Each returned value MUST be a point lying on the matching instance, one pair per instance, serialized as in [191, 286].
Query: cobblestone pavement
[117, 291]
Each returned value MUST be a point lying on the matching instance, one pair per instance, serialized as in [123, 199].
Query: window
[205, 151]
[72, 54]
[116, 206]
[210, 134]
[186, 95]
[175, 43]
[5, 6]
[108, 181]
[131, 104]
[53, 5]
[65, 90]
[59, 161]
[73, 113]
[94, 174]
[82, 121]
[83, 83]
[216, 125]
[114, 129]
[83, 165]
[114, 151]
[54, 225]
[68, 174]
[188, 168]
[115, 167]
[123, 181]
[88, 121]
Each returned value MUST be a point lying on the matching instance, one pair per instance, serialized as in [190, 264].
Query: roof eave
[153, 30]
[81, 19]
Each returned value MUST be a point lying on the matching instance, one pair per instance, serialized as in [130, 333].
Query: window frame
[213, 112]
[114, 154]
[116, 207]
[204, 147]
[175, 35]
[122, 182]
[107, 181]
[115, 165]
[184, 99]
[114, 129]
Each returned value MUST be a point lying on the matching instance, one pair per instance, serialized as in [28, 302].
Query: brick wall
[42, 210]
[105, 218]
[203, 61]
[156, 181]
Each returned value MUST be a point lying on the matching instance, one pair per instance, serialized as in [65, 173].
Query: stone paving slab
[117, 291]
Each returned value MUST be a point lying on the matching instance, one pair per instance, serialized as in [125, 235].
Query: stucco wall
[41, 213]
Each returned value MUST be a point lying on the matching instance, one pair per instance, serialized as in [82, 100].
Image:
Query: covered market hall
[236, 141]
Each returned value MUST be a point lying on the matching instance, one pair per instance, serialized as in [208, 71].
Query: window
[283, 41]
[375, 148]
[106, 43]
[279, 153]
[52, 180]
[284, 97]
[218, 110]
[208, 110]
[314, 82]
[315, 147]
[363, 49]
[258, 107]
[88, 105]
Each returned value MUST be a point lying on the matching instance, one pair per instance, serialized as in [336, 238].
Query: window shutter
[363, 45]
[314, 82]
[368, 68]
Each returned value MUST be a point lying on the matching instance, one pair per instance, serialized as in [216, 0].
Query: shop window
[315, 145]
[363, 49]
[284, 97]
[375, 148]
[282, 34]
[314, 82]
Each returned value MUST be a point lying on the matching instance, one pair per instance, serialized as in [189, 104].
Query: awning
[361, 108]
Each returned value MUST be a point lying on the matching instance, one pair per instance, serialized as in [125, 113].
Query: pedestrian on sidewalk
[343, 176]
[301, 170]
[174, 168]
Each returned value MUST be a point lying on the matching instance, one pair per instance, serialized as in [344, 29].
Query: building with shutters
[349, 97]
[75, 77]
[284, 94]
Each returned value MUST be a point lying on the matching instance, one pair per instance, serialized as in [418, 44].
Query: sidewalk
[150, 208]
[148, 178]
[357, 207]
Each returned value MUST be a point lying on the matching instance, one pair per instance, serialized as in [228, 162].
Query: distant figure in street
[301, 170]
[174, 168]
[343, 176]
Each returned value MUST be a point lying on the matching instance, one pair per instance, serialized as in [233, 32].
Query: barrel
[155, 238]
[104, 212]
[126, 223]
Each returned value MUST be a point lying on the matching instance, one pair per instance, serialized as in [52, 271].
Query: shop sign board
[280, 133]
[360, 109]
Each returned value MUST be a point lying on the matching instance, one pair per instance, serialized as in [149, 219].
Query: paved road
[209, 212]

-------------------------

## [TASK INSTRUCTIONS]
Recast every line of the items above as a JSON list of strings, with one string per line and any blank lines omitted.

## [ANSWER BELOW]
[
  "Each returned value MUST be a point lying on the matching instance, one pair per instance, serialized as in [191, 286].",
  "Query: cobblestone pavement",
  "[117, 291]",
  "Each returned value MUST be a point lying on the matching instance, one pair per instance, serialized as in [123, 199].",
  "Query: window",
  "[205, 151]",
  "[72, 54]",
  "[116, 206]",
  "[210, 134]",
  "[186, 95]",
  "[175, 43]",
  "[5, 6]",
  "[108, 181]",
  "[131, 104]",
  "[53, 5]",
  "[65, 90]",
  "[59, 161]",
  "[73, 113]",
  "[94, 174]",
  "[82, 121]",
  "[83, 83]",
  "[216, 125]",
  "[114, 129]",
  "[83, 165]",
  "[114, 151]",
  "[54, 225]",
  "[68, 174]",
  "[188, 168]",
  "[115, 167]",
  "[123, 181]",
  "[88, 121]",
  "Each returned value MUST be a point lying on the matching instance, one pair per instance, serialized as in [190, 264].",
  "Query: roof eave",
  "[153, 30]",
  "[81, 19]",
  "Each returned value MUST be a point lying on the matching instance, one pair per instance, serialized as in [130, 333].",
  "Query: window frame",
  "[213, 112]",
  "[114, 154]",
  "[116, 207]",
  "[204, 147]",
  "[175, 35]",
  "[122, 182]",
  "[107, 181]",
  "[115, 165]",
  "[184, 99]",
  "[114, 129]",
  "Each returned value MUST be a point lying on the matching instance, one pair per instance, serialized as in [28, 302].",
  "Query: brick wall",
  "[42, 210]",
  "[105, 218]",
  "[203, 61]",
  "[156, 181]",
  "Each returned value MUST be a point lying on the matching instance, one pair per instance, serialized as in [65, 173].",
  "Query: stone paving slab",
  "[117, 291]",
  "Each returned value MUST be a point lying on the matching instance, one pair per instance, serialized as in [125, 235].",
  "Query: stucco wall",
  "[41, 213]",
  "Each returned value MUST be a point lying on the matching instance, one pair per instance, serialized as in [82, 100].",
  "Image:",
  "Query: covered market hall",
  "[236, 141]",
  "Each returned value MUST be a point lying on the matching instance, one pair per instance, serialized as in [208, 71].",
  "Query: window",
  "[283, 41]",
  "[375, 148]",
  "[106, 43]",
  "[279, 153]",
  "[52, 180]",
  "[284, 97]",
  "[218, 110]",
  "[208, 110]",
  "[314, 82]",
  "[315, 147]",
  "[363, 49]",
  "[258, 107]",
  "[88, 105]",
  "Each returned value MUST be a point lying on the matching instance, one pair per instance, serialized as in [336, 238].",
  "Query: window shutter",
  "[363, 45]",
  "[314, 82]",
  "[368, 68]",
  "Each returned value MUST be a point lying on the matching instance, one pair per instance, serialized as in [216, 0].",
  "Query: shop window",
  "[315, 145]",
  "[363, 49]",
  "[284, 97]",
  "[375, 148]",
  "[282, 34]",
  "[314, 82]",
  "Each returned value MUST be a point lying on the matching instance, one pair per instance, serialized as in [189, 104].",
  "Query: awning",
  "[361, 108]",
  "Each returned value MUST be a point lying on the matching instance, one pair per instance, serialized as in [125, 113].",
  "Query: pedestrian on sidewalk",
  "[343, 176]",
  "[301, 170]",
  "[174, 168]",
  "Each returned value MUST be a point lying on the matching instance, one pair per instance, serialized as in [344, 29].",
  "Query: building with shutters",
  "[349, 97]",
  "[75, 77]",
  "[284, 94]",
  "Each returned value MUST be a point lying on the matching instance, one pair per instance, serialized as in [418, 44].",
  "Query: sidewalk",
  "[150, 208]",
  "[148, 178]",
  "[357, 207]",
  "Each returned value MUST be a point lying on the matching instance, one pair per instance, serialized as in [228, 162].",
  "Query: distant figure in street",
  "[301, 170]",
  "[174, 168]",
  "[343, 176]",
  "Each returned value MUST be a point lying on the matching instance, one pair per instance, serialized as in [233, 32].",
  "Query: barrel",
  "[155, 238]",
  "[104, 212]",
  "[126, 223]",
  "Each returned value MUST be a point lying on the matching instance, one pair per instance, serialized as in [52, 271].",
  "Query: shop sign board",
  "[280, 133]",
  "[360, 109]",
  "Each returned value MUST be a point lying on the matching instance, one pair per instance, serialized as in [149, 219].",
  "Query: paved road",
  "[209, 212]"
]